[Supplied data — start]

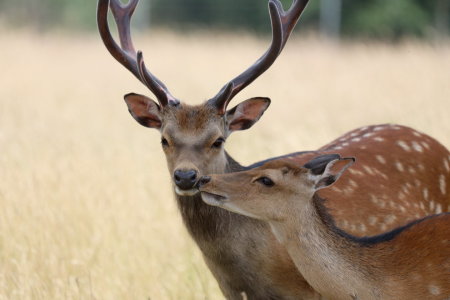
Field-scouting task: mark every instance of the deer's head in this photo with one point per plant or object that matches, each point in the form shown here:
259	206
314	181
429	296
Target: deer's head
192	137
271	192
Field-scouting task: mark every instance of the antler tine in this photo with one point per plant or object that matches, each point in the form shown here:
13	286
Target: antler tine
283	22
126	53
122	14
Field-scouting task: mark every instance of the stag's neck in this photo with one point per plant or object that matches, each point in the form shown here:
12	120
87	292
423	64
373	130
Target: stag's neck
324	255
208	223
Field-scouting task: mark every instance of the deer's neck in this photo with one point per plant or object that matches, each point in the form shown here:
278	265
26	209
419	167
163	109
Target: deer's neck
205	222
324	256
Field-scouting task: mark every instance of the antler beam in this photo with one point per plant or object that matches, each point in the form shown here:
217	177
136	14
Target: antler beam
283	22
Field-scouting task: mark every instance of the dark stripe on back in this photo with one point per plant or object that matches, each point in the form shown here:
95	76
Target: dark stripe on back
365	241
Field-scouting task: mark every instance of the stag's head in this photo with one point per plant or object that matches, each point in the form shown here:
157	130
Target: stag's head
193	137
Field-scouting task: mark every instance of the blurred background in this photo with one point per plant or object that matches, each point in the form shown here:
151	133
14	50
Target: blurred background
87	210
380	19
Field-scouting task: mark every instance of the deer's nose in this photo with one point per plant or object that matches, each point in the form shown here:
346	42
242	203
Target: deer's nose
203	180
185	179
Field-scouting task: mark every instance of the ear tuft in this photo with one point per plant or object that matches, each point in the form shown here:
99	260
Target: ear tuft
247	113
144	110
327	169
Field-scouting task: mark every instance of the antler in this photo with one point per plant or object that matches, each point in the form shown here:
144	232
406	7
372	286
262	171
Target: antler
283	22
126	53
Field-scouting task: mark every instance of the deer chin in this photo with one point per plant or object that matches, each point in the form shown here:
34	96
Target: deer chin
213	199
190	193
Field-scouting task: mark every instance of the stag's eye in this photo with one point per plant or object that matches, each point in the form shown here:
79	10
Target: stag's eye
164	142
218	143
265	181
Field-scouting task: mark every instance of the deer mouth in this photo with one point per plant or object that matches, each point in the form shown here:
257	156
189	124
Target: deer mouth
190	192
213	199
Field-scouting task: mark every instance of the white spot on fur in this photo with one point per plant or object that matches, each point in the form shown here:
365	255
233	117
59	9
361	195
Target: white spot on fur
362	227
417	147
356	172
422	206
336	189
446	165
369	170
353	183
405	188
432	205
403	145
434	290
380	159
399	166
389	219
425	144
442	184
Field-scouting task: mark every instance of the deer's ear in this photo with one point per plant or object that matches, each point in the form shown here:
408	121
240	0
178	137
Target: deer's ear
326	169
246	113
144	110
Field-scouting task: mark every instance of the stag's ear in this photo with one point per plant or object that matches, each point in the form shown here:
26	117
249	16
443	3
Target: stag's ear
326	169
246	113
144	110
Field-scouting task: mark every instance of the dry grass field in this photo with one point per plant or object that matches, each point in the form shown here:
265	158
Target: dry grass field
86	205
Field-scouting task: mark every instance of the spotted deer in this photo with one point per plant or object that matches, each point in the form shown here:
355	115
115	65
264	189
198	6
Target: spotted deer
193	139
409	262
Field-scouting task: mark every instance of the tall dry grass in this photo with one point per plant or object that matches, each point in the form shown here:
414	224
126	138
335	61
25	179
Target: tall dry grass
86	205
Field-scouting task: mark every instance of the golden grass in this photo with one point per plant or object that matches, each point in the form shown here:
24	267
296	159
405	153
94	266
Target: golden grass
86	206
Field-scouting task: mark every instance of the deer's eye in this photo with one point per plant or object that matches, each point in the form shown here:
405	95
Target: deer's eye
265	181
218	143
164	142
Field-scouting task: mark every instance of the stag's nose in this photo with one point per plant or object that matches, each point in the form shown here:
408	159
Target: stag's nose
203	180
185	179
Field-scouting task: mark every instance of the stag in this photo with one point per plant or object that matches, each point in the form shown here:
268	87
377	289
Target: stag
241	253
411	262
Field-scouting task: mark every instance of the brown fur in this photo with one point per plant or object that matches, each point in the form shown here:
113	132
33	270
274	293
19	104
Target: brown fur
372	206
241	253
411	262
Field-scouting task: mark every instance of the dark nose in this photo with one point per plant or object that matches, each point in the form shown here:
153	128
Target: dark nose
203	180
185	179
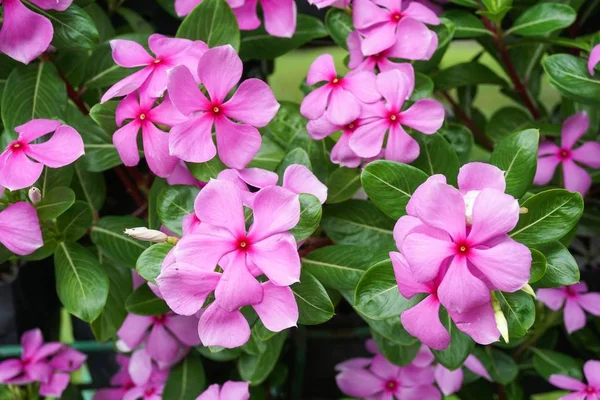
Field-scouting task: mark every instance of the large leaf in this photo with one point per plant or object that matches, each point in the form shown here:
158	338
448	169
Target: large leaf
81	282
213	22
390	185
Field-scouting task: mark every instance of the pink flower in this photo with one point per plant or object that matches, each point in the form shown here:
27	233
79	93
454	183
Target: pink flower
426	116
386	23
575	300
20	229
576	179
229	391
144	115
254	105
169	53
340	97
17	168
25	35
581	391
167	337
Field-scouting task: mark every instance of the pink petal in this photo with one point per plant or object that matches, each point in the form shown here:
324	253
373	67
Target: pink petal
576	179
219	70
24	34
322	69
574	128
221	328
278	309
460	290
280	17
299	179
20	229
276	210
130	54
423	322
253	104
185	287
237	143
426	116
588	154
64	147
479	176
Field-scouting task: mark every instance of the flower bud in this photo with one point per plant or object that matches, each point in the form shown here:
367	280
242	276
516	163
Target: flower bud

[Supplied data — finish]

A verbatim copy of every record above is required, with all pictures omitted.

**Answer box**
Field-scouting task: mark every instance of the deer's head in this photo with one point per plant or object that matches, each point in the form shown here:
259	206
314	181
429	296
Target: deer's head
192	137
271	192
Field-scouting task: mark every instance of the antler tine in this photo with one point per plant or object that matches, each point in the form shown here:
13	286
Target: antler tine
283	22
126	53
122	14
Field-scouting task: mark every instance of the stag's neck in this photo with one point per plant or object that matches, each point in the form shown here:
12	120
87	292
423	64
373	130
Target: stag's neck
324	255
208	223
Field-scouting task: mark every instance of the deer's neck in this photo with one point per plant or object that matches, each point in the form shown here:
278	265
26	209
419	167
163	109
Target: deer's neck
205	222
324	256
Field-scouting task: mark every instance of the antler beam in this photo with one point per plant or object that matches, each point in the form shown here:
217	177
136	14
Target: antler beam
283	22
Field-scouting task: mark every instance of the dark stripe on back in this photo with one point per plant or object that matches, each point in the form shown here:
95	76
Target: dark stripe on back
365	241
Field-scouting task: mark every instance of the stag's head in this photo with one point per plant or object that matches, each point in the form shown here:
157	130
Target: stag's head
193	137
Field-scouting task: mark every instance of the blurred background in this photo with one point per plant or object that matches, each point in the form shown here:
151	133
14	50
Target: blurred background
87	210
380	19
Field-scouting task: mark every instance of the deer's nose in this photo with one point per plant or object that matches, each point in the form shown here:
346	42
242	203
Target: deer's nose
203	180
185	179
Field-scouting task: mark every instance of the ear tuft in this photo with one point per plant or object that matches, each point in the form shown here:
99	260
Target: ear tuft
247	113
144	110
327	169
Field-scouting task: mark every instance of the antler in this photo with one point per plant or object that matches, each point in the form shown here:
144	232
406	7
372	286
262	171
Target: antler
283	22
126	53
Field-scouting task: mark every instance of the deer chin in this photo with one point per plant or object that matches, each point in the form shown here:
34	96
Target: deer chin
213	199
190	193
Field-scouting task: mark every instance of the stag's eye in this photo with one point per plant or object that matches, each point in the form shown here:
79	10
Target: stag's eye
164	142
218	143
265	181
Field-scouting task: mark every instance of the deer mouth in this photo with one point per plant or object that matches, each point in the form shown here:
257	156
189	124
Target: deer mouth
190	192
213	199
Field-scouting task: mark every instance of the white spot on fur in this photo with one point per plant or object that matches, each point in the form shown here:
365	255
233	117
59	9
361	195
Target: white spot on fur
362	227
417	147
356	172
422	206
336	189
446	165
369	170
353	183
405	188
432	205
403	145
434	290
380	159
399	166
389	219
425	144
442	184
Field-scouting task: mark every instance of the deer's ear in this photo with one point per plant or object that matches, each point in the form shown here:
408	121
240	0
178	137
Target: deer's ear
326	169
246	113
144	110
Field-scouting task: mark every instance of the stag's ear in this photo with one point per plant or object that matches, each point in the form shown here:
26	117
249	16
443	3
Target: stag's ear
326	169
246	113
144	110
Field-scouting task: mark every instance of the dry grass field in this photo with one point per plant or object that matches, each point in the form shown here:
265	158
Target: dry grass field
86	205
Field-scouting task: mark every instance of the spotted deer in this photo with one point per plant or object that matches, each point in the form shown here:
355	115
115	65
264	189
198	6
Target: spotted deer
193	139
409	262
Field-scouting task: mark every instance of the tall dry grass in this photo with one point per plant or object that matches, each point in the form shown here:
414	224
126	138
335	61
25	179
Target: tall dry grass
86	205
Field-scouting task: mark every instance of the golden grass in this photo with one point per plant or object that matches, each point in the form shown here:
24	267
296	159
405	153
94	266
Target: golden grass
86	206
Field-scouting task: mark every instance of the deer's eye in this photo with one point per plant or object that matches, each point in the form shown here:
405	95
Target: deer's eye
265	181
218	143
164	142
Field-scouting task: mark every instance of the stag's nose in this photo with one point per plant or object that matches, each point in the form shown here:
408	159
Target: stag's nose
203	180
185	179
Field-scouting task: mark every instance of the stag in this photo with one point per plant or object that matches, each point in the form shown here:
268	87
377	289
Target: stag
241	253
411	262
Field-scouting task: mark every instance of the brown fur in this photo with one point per plant or object that matches, each point in the form shown here:
113	132
33	270
274	293
19	104
Target: brown fur
372	206
241	253
411	262
Field-scouting task: mark every instance of the dark nose in this photo with one point per plant or object that matches, each point in the form shown here:
153	128
Target: dark nose
203	180
185	179
Field-scouting task: mark every instance of the large leaf in this photo with one point per plant or object that matches, each point in the form shown here:
158	338
448	169
Target: large leaf
81	282
213	22
390	185
Field-scouting task: mark every instance of the pink flower in this photo with one point per plant or object that matches, each point in the form shown here:
27	233
79	93
454	183
Target: pink flower
426	116
386	23
575	300
20	229
576	179
229	391
144	115
254	105
169	53
340	97
17	168
25	35
581	391
167	337
Field-scouting task: mark every instance of the pink petal in this photo with one point per plant or object that matches, each point in the form shown here:
324	253
373	67
Target: pink petal
576	179
219	70
24	34
322	69
574	128
221	328
278	309
460	290
280	17
299	179
20	229
276	210
130	54
423	322
253	104
185	287
237	143
426	116
588	154
64	147
479	176
Field-scouting task: mark every instance of the flower bud in this photo with one point per plant or object that matches, each point in the form shown here:
367	280
242	276
516	163
Target: flower bud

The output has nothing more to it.